- _Consigne 1_
D'après l'extrait sur le Grenelle, qui a été le véritable précurseur de l'alerte climatique ?
- _Consigne 2_
Dans l'extrait sur le Grenelle, relevez chaque action du gouvernement de Sarkozy citée dans la phrase qui commence par « Je n'oublie pas ».
- _Consigne 3_
Indiquez si l'extrait sur le Grenelle confirme chacune de ces affirmations, en citant les mots décisifs du texte : (a) le rapport « Perspectives énergétiques de la France » a paru en avril 2007 ; (b) le propos du Président sur les routes est affirmatif ; (c) la formule de Borloo était claire.

:: Extrait de page ::

Grenelle : un vert à moitié vide

Chaque fois que les idées des Verts sont reprises, je sais m'en réjouir en réalisant toujours la part des choses et en appliquant le précepte de Beaumarchais : 'sans la liberté de blâmer, il n'y a point d'éloge flatteur'. Je n'oublie pas que le gouvernement de Sarkozy a d'abord opéré des cadeaux fiscaux au profit des plus riches, s'apprête à taxer les plus pauvres dans la réforme de la Sécurité Sociale, et développe une politique inhumaine à l'encontre des immigrés, comme les tests ADN et les nouveau-nés en centre de rétention. En puisant dans le patrimoine des réflexions des défenseurs de l'environnement, je me félicite aussi que Nicolas Sarkozy reconnaisse implicitement mais nécessairement que les Verts ont été plus perspicaces et plus intelligents que la droite et la gauche réunies, lui compris.

Il est donc très important d'analyser le texte exact du discours du Président de la République.

Il y a bien sûr des erreurs historiques : ce n'est pas Al Gore, le 'précurseur de l'alerte climatique', mais René Dumont, candidat des écologistes à l'élection présidentielle de 1974, comme l'a souligné la chaîne parlementaire Sénat.

La déclaration du Président de la République apparaît en réalité en retrait par rapport aux informations et contre informations qui bruissaient autour des débats.

Plus particulièrement, sur les routes et les autoroutes, le propos exact est interrogatif : ' Quant aux transports, je relève que personne ne s'inquiétait auparavant du coût des routes. Ne peut-on financer les transports alternatifs en réduisant les crédits affectés à la construction des routes ?'. La formule de Borloo était déjà ambiguë : 'les nouvelles infrastructures routières et autoroutières seront limitées à la résolution des cas de sécurité et de congestion, ou d'intérêt local'. L'objectif est très en deçà d'un moratoireautoroutier pourtant annoncé dans le rapport d'orientation, 'Perspectives énergétiques de la France', publié en avril 2007, sous l'autorité du Premier Ministre (D. De Villepin)... Il relatait dans ses conclusions à propos des transports que 'la non réalisation des 2 000 kilomètres d'autoroutes nouvelles du CIADT de décembre 2003 ferait économiser 2 millions de tonnes de CO2/an' : c'était la mesure la plus efficace.

:::
:: Enregistrements ::

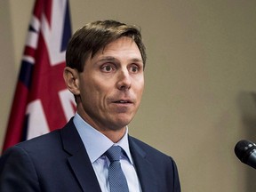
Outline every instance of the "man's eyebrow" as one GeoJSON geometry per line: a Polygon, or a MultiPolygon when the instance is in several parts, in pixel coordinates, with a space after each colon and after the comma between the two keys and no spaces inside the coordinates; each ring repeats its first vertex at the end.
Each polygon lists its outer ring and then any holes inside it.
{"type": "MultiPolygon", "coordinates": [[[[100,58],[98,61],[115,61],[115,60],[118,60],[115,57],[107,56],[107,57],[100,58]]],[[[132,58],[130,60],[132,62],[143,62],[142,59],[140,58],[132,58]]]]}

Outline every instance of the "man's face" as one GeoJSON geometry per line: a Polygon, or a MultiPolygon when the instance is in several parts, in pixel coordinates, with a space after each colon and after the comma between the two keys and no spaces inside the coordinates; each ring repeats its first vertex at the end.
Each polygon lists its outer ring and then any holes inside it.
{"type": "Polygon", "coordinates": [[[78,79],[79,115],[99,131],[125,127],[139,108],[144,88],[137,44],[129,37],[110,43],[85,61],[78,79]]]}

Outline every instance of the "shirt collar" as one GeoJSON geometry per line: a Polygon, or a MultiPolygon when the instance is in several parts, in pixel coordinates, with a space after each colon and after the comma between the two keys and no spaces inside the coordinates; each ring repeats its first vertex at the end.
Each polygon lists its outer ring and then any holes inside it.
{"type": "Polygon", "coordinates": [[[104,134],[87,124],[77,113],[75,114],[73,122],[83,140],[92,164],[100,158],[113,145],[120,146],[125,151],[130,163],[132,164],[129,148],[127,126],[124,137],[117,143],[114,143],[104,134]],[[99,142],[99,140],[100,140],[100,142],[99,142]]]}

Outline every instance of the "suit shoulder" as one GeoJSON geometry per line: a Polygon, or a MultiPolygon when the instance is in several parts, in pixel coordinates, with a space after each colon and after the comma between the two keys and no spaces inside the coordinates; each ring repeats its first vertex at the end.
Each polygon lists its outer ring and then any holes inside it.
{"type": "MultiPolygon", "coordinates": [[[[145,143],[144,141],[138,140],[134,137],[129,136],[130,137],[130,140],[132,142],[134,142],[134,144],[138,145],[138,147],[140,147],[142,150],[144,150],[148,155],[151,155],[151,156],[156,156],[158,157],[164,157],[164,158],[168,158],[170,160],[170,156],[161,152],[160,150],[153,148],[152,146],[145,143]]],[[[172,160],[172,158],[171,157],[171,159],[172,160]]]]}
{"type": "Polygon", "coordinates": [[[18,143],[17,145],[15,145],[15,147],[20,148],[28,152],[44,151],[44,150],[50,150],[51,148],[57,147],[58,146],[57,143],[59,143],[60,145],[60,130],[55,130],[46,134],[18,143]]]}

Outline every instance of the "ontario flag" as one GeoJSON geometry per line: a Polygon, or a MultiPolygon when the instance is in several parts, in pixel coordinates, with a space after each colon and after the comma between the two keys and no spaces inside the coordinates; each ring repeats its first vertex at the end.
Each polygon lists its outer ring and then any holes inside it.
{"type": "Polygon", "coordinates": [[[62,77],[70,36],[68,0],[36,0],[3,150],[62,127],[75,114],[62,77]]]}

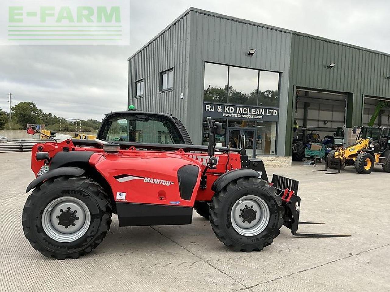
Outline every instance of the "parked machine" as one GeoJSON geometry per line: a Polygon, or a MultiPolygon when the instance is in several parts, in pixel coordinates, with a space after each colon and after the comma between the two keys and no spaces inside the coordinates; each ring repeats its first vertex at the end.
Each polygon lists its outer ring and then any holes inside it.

:::

- _Réponse attendue 1_
René Dumont, candidat des écologistes à l'élection présidentielle de 1974.

- _Réponse attendue 2_
- Des cadeaux fiscaux au profit des plus riches
- Le projet de taxer les plus pauvres dans la réforme de la Sécurité sociale
- Une politique inhumaine à l'encontre des immigrés, comme les tests ADN et les nouveau-nés en centre de rétention

- _Réponse attendue 3_
(a) Oui : « publié en avril 2007 ».
(b) Non : « le propos exact est interrogatif ».
(c) Non : « La formule de Borloo était déjà ambiguë ».